▶ **AIM**:
Copy the data below word for word, from its very first line through the line containing "x=219, y=134", with both of those lines included.

[Stored data]
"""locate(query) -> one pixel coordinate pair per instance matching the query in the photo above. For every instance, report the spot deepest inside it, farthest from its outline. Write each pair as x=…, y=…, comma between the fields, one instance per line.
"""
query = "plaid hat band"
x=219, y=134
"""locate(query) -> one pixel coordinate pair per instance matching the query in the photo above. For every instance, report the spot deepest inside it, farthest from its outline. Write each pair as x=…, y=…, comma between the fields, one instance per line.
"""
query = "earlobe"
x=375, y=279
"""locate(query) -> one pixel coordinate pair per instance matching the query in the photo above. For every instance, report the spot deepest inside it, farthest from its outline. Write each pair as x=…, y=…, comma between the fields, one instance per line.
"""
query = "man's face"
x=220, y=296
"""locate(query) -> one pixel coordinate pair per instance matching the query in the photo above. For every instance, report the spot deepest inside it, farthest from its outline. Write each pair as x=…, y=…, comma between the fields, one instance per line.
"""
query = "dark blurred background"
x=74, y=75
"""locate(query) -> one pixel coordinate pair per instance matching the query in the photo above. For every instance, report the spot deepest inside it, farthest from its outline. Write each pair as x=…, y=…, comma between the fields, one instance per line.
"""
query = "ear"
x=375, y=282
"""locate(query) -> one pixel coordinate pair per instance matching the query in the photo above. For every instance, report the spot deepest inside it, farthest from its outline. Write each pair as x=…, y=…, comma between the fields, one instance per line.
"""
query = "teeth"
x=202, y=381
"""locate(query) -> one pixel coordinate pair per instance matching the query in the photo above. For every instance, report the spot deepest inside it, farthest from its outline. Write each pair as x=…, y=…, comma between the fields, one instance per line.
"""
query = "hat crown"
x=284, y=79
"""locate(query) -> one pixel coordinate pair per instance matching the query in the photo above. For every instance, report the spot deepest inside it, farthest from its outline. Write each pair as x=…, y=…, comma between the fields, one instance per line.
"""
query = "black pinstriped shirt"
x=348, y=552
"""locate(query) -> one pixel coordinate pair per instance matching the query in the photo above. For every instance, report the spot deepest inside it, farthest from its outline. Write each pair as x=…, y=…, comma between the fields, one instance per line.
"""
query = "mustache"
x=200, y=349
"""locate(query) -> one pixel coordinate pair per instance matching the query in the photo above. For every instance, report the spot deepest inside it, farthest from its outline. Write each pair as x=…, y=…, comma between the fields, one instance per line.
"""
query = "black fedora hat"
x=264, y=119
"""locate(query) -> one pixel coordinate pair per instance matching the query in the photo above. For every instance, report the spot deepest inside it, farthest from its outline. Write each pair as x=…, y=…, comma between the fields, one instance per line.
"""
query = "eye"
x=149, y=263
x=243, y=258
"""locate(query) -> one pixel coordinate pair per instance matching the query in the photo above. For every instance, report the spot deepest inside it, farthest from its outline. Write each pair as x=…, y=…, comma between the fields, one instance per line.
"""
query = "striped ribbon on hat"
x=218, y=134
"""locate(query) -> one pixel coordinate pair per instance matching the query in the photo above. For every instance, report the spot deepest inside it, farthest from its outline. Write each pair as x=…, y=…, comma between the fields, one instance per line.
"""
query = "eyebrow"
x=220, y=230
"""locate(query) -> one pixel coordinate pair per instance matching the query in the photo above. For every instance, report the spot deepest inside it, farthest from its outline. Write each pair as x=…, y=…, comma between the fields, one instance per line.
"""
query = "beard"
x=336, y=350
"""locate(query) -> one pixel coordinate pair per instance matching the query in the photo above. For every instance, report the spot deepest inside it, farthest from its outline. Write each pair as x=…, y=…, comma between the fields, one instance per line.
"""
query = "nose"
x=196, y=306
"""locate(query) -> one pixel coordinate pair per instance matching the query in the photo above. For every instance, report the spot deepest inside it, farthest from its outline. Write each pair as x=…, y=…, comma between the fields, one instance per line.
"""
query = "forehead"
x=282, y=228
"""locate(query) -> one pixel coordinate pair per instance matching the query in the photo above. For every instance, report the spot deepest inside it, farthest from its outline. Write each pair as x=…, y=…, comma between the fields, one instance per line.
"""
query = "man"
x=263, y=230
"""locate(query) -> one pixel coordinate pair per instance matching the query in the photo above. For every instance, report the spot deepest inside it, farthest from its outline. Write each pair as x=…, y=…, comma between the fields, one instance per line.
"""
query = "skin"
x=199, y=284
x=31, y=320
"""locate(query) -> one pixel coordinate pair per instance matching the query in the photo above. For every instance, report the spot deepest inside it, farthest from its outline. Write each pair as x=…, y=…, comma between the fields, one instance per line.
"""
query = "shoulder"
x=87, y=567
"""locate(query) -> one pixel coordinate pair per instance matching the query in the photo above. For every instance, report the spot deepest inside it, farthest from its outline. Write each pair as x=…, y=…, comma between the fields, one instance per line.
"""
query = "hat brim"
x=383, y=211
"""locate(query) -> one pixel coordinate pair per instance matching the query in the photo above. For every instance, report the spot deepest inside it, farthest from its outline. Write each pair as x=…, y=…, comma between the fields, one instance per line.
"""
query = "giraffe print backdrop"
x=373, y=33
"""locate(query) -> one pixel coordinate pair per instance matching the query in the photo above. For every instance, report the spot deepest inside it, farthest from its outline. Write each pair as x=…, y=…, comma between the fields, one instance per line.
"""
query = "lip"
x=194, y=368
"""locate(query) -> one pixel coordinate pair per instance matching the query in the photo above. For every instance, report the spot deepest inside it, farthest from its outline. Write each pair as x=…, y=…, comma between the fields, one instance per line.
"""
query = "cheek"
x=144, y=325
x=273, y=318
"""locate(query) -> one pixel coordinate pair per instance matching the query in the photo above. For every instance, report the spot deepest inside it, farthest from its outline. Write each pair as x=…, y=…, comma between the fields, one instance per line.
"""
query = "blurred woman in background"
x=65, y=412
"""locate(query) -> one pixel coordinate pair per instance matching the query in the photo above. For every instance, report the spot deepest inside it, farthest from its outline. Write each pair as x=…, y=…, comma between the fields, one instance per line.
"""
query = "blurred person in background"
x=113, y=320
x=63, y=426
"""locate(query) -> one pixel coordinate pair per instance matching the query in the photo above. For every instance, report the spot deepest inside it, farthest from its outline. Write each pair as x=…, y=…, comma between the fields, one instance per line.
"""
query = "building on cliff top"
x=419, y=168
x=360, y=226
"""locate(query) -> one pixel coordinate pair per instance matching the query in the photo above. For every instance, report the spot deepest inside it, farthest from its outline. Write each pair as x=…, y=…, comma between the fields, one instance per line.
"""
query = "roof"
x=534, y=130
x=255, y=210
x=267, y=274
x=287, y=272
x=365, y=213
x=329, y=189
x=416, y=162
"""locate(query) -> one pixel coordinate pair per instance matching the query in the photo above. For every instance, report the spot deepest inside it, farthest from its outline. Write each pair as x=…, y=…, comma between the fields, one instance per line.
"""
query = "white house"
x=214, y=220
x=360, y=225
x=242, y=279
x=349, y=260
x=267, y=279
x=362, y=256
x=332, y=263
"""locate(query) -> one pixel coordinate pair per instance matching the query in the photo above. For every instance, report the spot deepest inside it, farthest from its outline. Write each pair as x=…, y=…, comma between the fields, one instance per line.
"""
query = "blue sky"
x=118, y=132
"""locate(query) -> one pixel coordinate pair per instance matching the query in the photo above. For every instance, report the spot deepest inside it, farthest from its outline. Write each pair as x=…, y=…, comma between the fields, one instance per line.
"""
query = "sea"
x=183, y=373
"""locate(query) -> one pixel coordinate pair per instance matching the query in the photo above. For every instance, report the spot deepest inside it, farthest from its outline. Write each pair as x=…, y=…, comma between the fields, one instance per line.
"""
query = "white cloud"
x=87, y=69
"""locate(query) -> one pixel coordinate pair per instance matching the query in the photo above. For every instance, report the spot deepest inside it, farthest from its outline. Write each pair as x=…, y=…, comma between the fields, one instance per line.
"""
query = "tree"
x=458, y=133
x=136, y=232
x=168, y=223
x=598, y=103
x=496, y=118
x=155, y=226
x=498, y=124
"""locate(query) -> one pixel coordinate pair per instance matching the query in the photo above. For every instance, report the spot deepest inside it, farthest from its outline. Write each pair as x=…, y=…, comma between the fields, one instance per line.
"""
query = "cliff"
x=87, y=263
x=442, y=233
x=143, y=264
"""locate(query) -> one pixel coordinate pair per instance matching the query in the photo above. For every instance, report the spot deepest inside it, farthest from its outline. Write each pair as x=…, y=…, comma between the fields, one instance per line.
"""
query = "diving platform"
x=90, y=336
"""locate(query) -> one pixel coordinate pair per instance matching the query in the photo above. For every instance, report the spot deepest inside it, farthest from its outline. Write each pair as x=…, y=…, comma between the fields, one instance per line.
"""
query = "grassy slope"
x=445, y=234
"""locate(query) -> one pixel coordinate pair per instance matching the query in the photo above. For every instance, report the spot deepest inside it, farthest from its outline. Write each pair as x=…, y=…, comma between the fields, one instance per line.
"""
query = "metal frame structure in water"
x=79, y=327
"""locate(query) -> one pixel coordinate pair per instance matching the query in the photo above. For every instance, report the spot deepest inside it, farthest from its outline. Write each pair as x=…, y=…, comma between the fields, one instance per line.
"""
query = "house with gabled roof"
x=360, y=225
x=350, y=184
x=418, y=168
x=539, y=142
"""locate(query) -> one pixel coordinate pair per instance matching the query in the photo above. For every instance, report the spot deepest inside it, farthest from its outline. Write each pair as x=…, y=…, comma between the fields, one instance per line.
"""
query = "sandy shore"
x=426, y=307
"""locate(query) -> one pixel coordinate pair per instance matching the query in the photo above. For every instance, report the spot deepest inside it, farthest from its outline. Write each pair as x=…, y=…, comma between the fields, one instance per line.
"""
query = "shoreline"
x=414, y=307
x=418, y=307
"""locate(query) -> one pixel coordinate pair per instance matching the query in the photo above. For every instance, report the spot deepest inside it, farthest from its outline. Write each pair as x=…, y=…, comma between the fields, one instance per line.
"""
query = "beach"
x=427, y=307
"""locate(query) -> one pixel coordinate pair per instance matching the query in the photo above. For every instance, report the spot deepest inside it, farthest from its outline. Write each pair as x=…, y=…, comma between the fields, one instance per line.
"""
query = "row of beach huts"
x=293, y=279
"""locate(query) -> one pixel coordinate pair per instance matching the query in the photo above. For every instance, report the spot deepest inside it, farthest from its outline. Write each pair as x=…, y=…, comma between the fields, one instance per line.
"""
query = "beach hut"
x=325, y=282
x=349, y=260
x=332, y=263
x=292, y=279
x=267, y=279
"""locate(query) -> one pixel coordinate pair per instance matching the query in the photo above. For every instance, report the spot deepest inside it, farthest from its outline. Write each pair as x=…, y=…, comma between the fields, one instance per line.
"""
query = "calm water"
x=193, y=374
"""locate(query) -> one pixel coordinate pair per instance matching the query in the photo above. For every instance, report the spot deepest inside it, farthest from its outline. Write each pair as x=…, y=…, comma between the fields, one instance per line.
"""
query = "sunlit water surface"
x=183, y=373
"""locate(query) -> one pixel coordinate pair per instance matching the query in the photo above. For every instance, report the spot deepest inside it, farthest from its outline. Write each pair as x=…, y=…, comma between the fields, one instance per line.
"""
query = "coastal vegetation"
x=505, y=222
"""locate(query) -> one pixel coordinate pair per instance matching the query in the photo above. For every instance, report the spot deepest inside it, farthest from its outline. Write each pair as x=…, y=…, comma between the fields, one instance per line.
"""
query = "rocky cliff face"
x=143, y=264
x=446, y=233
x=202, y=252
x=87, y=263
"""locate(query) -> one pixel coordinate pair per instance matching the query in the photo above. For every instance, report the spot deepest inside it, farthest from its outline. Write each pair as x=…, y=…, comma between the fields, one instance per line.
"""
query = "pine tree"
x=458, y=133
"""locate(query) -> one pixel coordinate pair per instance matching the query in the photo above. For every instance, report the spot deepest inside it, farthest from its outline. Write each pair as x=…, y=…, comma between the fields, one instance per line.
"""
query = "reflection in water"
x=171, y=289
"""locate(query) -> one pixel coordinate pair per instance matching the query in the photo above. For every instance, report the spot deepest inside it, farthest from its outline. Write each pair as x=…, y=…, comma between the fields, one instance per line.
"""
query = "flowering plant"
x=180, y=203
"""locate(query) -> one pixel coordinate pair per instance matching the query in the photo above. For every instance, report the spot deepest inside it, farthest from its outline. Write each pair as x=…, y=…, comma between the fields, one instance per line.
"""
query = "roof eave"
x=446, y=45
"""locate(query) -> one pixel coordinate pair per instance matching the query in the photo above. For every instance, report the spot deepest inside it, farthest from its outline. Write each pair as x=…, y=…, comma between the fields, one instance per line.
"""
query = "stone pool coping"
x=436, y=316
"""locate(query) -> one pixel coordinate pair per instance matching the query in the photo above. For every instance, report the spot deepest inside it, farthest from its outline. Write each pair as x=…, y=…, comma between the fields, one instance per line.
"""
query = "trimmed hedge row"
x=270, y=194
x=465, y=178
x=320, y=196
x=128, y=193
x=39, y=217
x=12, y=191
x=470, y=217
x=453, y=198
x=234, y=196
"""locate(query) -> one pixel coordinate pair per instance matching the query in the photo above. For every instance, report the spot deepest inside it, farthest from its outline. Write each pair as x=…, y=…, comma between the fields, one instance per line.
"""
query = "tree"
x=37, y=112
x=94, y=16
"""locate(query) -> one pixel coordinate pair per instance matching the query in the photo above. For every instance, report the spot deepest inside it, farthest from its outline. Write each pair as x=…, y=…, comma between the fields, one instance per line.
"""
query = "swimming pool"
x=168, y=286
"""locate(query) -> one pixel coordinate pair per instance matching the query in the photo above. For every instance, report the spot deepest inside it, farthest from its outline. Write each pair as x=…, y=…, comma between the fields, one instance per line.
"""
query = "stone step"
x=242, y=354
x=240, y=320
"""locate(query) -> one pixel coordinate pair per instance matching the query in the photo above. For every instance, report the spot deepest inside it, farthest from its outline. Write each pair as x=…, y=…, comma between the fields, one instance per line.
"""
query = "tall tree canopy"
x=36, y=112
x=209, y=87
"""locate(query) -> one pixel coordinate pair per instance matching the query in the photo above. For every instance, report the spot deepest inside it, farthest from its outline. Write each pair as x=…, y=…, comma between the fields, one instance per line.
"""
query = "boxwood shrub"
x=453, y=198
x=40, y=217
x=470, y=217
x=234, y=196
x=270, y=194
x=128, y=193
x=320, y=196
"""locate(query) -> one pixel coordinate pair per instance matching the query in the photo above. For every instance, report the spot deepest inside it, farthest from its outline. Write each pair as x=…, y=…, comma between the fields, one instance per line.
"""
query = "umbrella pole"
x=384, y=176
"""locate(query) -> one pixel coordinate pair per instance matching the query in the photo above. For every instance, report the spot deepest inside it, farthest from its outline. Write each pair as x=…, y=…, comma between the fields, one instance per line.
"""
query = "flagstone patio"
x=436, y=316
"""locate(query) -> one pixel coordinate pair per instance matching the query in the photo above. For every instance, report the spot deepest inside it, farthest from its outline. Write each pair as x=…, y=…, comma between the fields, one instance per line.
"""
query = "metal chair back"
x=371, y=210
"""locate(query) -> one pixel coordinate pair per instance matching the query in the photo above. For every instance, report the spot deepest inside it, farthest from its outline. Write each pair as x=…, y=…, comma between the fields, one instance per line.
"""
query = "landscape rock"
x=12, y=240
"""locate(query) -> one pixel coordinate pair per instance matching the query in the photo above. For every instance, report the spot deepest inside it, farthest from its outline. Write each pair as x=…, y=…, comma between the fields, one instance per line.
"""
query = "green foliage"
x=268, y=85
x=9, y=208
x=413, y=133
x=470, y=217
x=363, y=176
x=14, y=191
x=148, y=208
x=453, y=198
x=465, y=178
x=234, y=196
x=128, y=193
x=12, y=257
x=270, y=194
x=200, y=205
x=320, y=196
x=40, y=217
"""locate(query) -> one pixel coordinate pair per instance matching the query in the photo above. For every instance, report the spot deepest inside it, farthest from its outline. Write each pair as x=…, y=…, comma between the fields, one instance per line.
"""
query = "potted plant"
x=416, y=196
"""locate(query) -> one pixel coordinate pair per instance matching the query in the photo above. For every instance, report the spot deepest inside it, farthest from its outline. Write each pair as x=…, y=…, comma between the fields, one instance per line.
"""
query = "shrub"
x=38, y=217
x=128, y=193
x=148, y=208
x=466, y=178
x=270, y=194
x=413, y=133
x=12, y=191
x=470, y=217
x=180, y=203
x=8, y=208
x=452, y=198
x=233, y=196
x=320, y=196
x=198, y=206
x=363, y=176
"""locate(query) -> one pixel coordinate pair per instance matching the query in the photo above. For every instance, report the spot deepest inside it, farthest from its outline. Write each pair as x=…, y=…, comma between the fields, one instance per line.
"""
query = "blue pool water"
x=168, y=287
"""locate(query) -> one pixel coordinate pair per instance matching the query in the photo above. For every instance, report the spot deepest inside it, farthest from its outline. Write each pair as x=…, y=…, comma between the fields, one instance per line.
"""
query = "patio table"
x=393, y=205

▶ **EXERCISE RESULT**:
"""locate(query) -> one pixel coordinate pair per instance matching the query in the photo above. For every instance, report the spot deepest inside it, farthest from its outline. Write each pair as x=…, y=…, comma between the fields, one instance per line.
"""
query = "plaid hat band"
x=219, y=134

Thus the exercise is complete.